** start Text block **
Yes, mrn, te salio un hermano intelectualoso...eso ya lo sabias, no? The point of this exercise, though, is not to drop Hannah Arendt's name - fun though that is. The point is that understanding the nature of ideological thinking is really a key to understanding so, so much of the way chavismo operates.
Take, for instance, Chavez's relationship with the past. To my mind, it is impossible to understand it without first seeing the way ideology structures the way he (and his followers) process the reality around them. In talking about April 11th, for instance, I've always found it amazing how the "uncomfortable" parts of the story simply disappear in the chavista retelling. Plan Avila never existed. There were no deaths on the opposition side. Hugo Chavez did not speak for almost three hours while a massacre unfolded mere meters from where he was sitting. These things did not happen.
It's not that Chavista intellectuals and historians refute these realities. They simply refuse to acknowledge them at all. The words "Plan Avila" have disappeared from the official bolivarian story about the coup. They didn't happen.
Is the psychological operation involved here really so different from a Pinochetista's refusal to acknowledge that there were desaparecidos?
Such denial is not simple spin, not mere opportunism. This is a direct result of ideological thinking, of thinking that takes Chavez's story of righteous social redemption as somehow deeper, more real, more true than what actally happens in the world. Ideological thinking has a horror of contradictions. To an ideologue, a single idea structures and explains the world, so no contradictions or peculiarities are acceptable. Since all of history can be calculated by inference, ideological thinking privileges "the story" - the ideologically mandated narrative - over and above the facts. Si los hechos no concuerdan con nuestras ideas, peor para los hechos.
** end Text block **
__Requests__
1 – In the post on chavismo, what does ideological thinking have a horror of?
2 – Copy from the post on chavismo the passage that begins at the words "Take, for instance, Chavez's" and stops after the words "did not happen.".
The records below the post were gathered from a separate source.
** start Data provided **
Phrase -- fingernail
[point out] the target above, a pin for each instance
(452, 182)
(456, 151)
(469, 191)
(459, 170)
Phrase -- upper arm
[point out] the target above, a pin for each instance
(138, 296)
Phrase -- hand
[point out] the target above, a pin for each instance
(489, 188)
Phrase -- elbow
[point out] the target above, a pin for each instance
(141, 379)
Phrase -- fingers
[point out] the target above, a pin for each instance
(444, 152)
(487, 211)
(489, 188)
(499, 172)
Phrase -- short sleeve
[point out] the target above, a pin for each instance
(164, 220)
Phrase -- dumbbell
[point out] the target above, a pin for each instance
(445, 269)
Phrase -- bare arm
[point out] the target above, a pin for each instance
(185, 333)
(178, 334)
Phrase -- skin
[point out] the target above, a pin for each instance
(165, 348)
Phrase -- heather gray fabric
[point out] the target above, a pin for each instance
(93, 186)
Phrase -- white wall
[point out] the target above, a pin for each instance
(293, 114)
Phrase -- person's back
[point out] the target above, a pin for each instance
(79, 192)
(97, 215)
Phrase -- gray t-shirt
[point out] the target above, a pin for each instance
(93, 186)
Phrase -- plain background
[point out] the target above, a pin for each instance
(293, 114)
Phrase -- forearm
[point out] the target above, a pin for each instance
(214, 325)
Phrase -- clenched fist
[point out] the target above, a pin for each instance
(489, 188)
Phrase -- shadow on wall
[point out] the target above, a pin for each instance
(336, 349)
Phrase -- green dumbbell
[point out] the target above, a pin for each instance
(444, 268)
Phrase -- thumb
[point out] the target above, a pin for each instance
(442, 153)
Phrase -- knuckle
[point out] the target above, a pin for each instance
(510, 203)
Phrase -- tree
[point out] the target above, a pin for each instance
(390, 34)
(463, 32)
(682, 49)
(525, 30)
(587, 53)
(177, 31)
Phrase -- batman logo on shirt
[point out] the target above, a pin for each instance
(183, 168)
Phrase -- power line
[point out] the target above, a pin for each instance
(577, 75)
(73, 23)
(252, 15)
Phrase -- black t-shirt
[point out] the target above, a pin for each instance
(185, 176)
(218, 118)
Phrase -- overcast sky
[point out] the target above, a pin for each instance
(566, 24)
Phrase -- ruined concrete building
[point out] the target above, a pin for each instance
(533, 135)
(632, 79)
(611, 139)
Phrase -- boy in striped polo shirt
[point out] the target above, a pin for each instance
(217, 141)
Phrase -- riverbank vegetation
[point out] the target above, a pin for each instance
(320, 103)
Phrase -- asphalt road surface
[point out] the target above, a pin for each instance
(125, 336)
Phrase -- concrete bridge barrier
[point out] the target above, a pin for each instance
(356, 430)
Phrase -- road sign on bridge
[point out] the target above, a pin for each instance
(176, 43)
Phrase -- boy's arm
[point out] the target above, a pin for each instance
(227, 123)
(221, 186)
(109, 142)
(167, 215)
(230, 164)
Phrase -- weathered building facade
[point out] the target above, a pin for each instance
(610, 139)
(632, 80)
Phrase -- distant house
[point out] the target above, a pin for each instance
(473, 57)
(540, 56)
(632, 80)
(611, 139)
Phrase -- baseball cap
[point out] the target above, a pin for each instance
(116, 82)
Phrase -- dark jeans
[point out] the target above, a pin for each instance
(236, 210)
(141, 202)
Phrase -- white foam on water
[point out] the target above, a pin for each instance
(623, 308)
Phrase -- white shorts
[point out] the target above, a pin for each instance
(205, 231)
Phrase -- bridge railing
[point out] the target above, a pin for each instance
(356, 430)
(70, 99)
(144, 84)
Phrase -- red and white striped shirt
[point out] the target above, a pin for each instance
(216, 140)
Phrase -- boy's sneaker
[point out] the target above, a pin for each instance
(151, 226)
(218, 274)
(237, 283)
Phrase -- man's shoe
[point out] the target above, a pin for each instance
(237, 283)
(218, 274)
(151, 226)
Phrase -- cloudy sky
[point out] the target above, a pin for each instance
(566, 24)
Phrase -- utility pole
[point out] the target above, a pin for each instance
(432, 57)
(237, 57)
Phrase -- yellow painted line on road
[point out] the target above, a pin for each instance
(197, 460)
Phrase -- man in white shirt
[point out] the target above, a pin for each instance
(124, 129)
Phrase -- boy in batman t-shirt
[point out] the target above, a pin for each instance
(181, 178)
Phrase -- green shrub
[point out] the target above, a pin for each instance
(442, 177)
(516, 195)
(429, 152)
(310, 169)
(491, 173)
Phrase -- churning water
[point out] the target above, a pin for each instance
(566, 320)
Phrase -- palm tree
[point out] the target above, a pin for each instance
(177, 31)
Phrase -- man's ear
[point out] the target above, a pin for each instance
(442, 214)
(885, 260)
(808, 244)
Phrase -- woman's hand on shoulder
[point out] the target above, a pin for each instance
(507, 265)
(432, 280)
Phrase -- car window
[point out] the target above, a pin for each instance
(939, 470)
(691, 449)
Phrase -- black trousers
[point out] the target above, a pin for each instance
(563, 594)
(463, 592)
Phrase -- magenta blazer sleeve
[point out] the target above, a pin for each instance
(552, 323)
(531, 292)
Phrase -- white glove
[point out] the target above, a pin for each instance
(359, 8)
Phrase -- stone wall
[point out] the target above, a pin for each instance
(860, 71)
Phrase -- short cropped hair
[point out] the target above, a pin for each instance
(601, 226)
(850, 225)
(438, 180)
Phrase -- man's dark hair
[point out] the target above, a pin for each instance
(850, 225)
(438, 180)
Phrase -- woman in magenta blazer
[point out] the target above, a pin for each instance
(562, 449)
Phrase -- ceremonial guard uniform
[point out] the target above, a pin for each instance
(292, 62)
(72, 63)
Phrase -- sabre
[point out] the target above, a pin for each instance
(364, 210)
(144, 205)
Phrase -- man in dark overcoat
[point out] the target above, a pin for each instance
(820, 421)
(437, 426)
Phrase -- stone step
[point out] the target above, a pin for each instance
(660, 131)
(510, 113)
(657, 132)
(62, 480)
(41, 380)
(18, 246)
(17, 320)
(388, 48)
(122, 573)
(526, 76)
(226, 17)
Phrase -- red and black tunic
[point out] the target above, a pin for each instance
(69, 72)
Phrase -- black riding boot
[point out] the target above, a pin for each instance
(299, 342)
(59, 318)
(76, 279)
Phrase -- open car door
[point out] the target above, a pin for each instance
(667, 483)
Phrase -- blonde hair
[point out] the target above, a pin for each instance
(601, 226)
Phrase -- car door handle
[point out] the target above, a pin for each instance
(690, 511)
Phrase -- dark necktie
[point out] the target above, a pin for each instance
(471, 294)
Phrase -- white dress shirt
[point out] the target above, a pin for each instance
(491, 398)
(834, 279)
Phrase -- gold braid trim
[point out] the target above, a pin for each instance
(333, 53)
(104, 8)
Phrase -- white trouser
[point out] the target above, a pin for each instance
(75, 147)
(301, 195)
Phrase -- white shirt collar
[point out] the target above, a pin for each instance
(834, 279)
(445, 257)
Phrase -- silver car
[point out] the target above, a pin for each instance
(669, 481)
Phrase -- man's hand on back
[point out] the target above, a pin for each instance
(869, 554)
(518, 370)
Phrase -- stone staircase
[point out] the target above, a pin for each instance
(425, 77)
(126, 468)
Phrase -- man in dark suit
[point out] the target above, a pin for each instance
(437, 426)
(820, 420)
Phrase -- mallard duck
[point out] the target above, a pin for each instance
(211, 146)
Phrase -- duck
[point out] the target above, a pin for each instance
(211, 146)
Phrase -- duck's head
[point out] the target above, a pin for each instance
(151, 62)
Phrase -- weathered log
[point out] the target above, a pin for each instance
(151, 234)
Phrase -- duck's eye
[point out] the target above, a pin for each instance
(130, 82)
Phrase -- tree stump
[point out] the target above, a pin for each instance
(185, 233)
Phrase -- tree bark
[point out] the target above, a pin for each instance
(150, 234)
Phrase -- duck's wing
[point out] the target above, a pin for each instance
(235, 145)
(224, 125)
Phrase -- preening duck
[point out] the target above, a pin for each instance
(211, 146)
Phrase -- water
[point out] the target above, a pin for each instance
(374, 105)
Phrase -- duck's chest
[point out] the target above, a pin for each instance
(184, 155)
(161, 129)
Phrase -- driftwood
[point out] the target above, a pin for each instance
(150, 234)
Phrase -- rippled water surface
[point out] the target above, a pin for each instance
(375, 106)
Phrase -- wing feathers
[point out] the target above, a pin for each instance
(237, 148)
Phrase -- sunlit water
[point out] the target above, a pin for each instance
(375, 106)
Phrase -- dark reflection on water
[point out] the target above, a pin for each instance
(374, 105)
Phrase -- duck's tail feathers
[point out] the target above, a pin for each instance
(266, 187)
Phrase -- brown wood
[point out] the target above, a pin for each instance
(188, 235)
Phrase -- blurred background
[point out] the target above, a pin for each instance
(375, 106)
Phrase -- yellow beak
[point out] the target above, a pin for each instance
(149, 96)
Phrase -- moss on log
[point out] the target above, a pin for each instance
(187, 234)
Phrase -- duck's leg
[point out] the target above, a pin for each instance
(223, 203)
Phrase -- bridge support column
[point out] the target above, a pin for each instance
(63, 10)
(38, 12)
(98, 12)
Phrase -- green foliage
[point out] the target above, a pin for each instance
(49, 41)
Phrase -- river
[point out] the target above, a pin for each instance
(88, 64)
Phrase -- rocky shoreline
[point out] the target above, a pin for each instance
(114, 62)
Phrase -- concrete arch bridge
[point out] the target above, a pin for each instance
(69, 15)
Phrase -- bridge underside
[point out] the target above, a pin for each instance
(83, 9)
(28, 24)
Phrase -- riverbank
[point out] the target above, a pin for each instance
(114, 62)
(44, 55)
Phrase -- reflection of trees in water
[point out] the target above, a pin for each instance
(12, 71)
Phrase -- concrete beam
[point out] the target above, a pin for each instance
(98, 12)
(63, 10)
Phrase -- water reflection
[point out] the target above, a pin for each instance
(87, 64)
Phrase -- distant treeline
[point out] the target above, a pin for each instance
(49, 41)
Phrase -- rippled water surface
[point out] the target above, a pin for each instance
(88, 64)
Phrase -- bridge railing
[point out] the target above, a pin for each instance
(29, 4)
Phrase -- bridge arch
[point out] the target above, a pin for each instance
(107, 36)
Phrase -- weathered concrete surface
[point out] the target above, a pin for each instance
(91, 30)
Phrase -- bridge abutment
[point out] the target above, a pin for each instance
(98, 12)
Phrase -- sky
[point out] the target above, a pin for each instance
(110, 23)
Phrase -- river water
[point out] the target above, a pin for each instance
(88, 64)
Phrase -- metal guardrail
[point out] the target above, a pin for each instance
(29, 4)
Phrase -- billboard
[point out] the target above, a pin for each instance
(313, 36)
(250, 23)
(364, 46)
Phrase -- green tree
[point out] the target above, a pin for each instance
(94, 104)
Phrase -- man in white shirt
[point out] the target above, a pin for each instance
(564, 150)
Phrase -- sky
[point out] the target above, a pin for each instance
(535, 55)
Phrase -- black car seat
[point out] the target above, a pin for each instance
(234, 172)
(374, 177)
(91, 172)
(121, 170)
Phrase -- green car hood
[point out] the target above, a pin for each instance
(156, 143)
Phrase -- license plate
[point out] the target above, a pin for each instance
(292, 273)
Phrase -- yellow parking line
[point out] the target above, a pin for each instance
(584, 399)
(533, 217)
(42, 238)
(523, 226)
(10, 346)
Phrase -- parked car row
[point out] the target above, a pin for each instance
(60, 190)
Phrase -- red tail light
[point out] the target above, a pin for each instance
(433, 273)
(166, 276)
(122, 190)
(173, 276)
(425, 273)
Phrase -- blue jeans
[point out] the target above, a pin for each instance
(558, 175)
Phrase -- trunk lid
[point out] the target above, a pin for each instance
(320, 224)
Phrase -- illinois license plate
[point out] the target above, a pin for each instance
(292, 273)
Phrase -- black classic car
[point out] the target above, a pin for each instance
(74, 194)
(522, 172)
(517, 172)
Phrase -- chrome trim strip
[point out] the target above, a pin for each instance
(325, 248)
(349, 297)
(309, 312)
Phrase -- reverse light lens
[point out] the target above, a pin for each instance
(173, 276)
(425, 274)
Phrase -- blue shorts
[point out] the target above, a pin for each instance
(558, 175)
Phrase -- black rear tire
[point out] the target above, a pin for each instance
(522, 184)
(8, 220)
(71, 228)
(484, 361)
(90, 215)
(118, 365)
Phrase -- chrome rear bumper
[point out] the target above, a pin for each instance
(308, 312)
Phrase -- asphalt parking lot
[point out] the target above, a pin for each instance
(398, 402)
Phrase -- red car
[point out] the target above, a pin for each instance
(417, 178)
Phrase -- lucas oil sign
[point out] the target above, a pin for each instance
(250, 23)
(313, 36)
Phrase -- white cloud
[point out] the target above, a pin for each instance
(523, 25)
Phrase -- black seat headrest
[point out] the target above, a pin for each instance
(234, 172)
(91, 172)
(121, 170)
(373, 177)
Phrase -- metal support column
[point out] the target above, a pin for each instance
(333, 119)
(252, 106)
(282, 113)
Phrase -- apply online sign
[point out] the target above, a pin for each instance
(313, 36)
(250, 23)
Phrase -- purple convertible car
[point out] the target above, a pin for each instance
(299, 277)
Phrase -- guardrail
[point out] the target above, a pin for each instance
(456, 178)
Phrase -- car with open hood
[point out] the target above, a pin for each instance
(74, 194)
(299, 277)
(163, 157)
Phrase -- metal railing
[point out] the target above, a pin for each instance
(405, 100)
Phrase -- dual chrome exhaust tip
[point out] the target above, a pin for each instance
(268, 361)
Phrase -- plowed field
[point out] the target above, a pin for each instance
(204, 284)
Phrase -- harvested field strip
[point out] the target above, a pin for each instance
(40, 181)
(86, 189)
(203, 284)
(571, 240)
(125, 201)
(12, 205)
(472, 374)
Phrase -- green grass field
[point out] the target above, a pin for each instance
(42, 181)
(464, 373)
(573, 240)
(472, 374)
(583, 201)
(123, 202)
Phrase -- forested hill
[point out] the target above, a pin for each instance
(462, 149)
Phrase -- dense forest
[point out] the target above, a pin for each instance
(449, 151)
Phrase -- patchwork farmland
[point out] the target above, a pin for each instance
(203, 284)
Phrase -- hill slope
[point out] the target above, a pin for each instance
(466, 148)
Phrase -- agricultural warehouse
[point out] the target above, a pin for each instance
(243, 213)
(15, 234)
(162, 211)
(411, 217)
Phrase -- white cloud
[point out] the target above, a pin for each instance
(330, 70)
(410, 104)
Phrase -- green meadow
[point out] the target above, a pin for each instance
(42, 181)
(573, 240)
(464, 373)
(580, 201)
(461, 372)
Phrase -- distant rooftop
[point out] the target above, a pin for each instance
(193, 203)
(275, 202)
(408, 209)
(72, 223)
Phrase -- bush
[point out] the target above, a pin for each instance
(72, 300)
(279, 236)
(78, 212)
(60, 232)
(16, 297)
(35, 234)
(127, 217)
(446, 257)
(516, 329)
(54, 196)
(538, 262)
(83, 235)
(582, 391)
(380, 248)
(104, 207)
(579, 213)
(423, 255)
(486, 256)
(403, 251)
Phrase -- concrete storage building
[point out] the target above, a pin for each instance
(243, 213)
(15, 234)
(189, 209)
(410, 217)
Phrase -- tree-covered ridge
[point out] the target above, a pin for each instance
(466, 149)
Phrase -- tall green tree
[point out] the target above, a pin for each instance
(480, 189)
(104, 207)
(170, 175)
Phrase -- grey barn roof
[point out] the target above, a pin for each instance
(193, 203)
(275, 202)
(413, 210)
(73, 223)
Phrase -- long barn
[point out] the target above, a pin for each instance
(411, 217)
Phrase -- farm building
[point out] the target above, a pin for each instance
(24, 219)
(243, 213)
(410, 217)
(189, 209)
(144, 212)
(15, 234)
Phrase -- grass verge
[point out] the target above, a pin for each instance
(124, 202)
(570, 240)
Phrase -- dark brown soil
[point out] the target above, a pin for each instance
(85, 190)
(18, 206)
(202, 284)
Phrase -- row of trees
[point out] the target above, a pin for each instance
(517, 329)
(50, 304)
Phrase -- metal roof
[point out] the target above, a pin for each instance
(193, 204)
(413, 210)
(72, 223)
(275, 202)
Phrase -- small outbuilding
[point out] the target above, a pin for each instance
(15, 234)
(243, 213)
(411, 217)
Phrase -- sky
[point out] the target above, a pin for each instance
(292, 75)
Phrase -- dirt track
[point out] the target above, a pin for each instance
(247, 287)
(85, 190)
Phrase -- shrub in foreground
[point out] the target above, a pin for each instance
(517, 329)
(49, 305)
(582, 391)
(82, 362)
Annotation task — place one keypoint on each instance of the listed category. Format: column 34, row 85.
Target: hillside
** end Data provided **
__Written responses__
1 – Contradictions.

2 –
Take, for instance, Chavez's relationship with the past. To my mind, it is impossible to understand it without first seeing the way ideology structures the way he (and his followers) process the reality around them. In talking about April 11th, for instance, I've always found it amazing how the "uncomfortable" parts of the story simply disappear in the chavista retelling. Plan Avila never existed. There were no deaths on the opposition side. Hugo Chavez did not speak for almost three hours while a massacre unfolded mere meters from where he was sitting. These things did not happen.